Exercise instructions:
a: List every musical instrument named in the interview below.
b: Please retype the interview below from "EH:The clarinet is" to "be on clarinet.".
++++ Document passage ++++
HR: The term ‘principal instrument’ is also probably quite outdated now, as it’s a bit of a ‘music college’ sort of thing, but would you say clarinet is your principal instrument? Or do you consider any of your other instruments as your ‘principal’, too?

EH:The clarinet is definitely my principal instrument, as that’s the one I’ve spent the most time with. If I’m booked to do chamber stuff it will be on clarinet, and if I’m asked to do any recording work, it will be on clarinet. 

HR: I’m guessing that’s the instrument you started on when you first started studying music as a child, then?

EH: Well, actually I did some violin when I was in year two, but I quit two years later because I was crap!

HR: Does the clarinet you currently own have a history or a biography you can tell me about? Where you got it, what make it is, and what led to you choosing and owning it?

EH: This is a really good question because my first clarinet teacher is actually one of the country’s best clarinet builders and modifiers! He’s got his own system of either making clarinets or custom designing them, and he’s got his own method for fixing clarinets. He used to work in the LeBlanc factory in France, so he saw everything that he believed they were doing wrong and thought, “I’m going to do this better.” He worked on that over about 20 years, basically designing ways of making the clarinet better. 

I used to play on a little Buffet that he fixed up, but it got to a point that we all get to eventually, often at the end of our undergraduate life or when we’ve just graduated, thinking, “Now’s the time, I need a big upgrade.” He had a few (clarinets) in his shop that he was working on and said, “Why don’t you try this one now, and then let me fix a few other bits on it, remake the pads, redo the silver work and reseal it”, all that kind of stuff. He ended up making this absolutely beautiful clarinet that I love playing. The tube itself is from an old LeBlanc clarinet, and I’ve got a custom barrel and a very fancy custom mouthpiece. There was a long period of trying things out, different setups and stuff like that, but now my setup has got to a point where the sound is really great – it’s consistent across the board and it’s just the right level of resistance. I think if there’s no resistance, then you’re just flying around the notes too much, and it becomes too much like hard work. So it doesn’t feel like hard work to me.

HR: How did you come to play the flute and the saxophone after starting on the clarinet?
++++ Stored rows ++++
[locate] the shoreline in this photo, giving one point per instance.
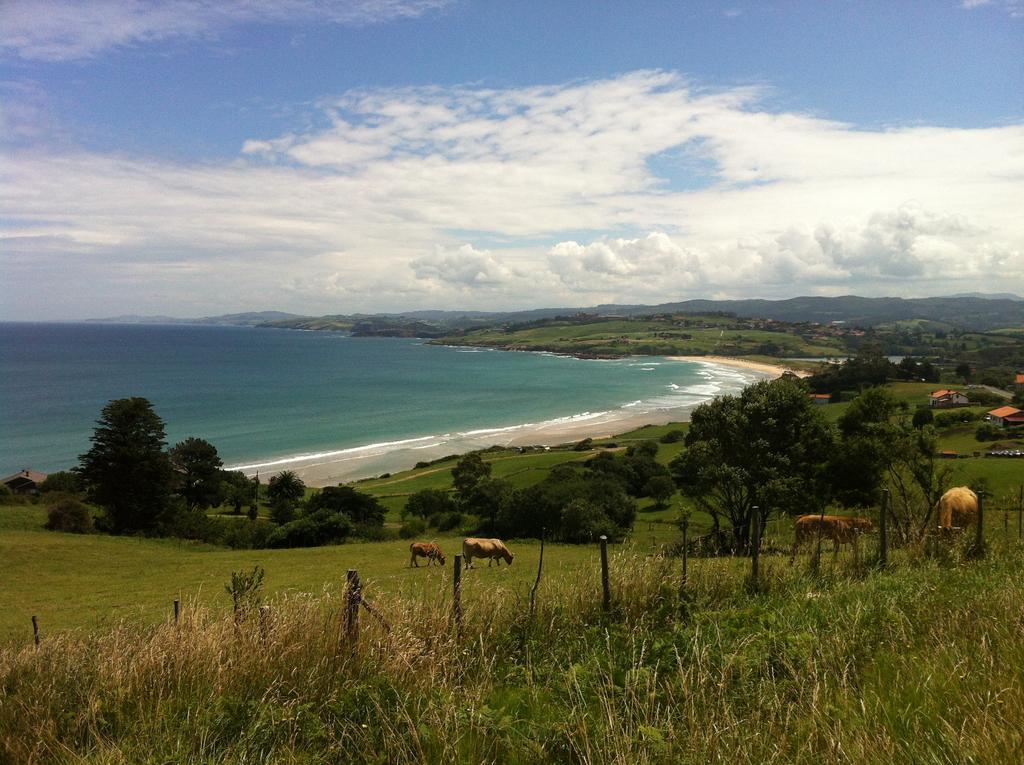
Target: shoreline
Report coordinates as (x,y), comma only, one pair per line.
(775,370)
(355,463)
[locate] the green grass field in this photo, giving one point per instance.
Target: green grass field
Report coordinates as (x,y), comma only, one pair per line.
(648,337)
(74,582)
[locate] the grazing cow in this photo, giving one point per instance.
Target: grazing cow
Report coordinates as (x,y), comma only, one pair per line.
(957,508)
(489,549)
(427,550)
(840,528)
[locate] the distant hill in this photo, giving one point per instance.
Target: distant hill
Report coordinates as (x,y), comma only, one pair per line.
(968,312)
(975,311)
(250,319)
(989,295)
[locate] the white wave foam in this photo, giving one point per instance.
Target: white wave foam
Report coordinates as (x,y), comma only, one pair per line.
(486,431)
(353,452)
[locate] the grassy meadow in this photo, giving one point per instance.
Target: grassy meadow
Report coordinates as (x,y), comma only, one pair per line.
(922,663)
(835,663)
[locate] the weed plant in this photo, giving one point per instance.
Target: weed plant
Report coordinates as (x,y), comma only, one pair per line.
(922,663)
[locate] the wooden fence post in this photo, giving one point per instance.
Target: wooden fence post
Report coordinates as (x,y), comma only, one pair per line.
(686,524)
(884,530)
(755,546)
(605,586)
(457,594)
(979,537)
(1020,513)
(537,583)
(352,597)
(264,622)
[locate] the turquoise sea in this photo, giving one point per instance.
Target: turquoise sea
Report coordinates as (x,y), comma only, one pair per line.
(274,398)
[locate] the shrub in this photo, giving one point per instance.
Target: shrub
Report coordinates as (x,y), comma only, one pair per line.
(321,527)
(240,535)
(412,528)
(374,533)
(673,436)
(282,510)
(923,417)
(62,480)
(428,502)
(446,521)
(988,432)
(71,516)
++++
Responses per task:
a: clarinet, violin, flute, saxophone

b:
EH:The clarinet is definitely my principal instrument, as that’s the one I’ve spent the most time with. If I’m booked to do chamber stuff it will be on clarinet, and if I’m asked to do any recording work, it will be on clarinet.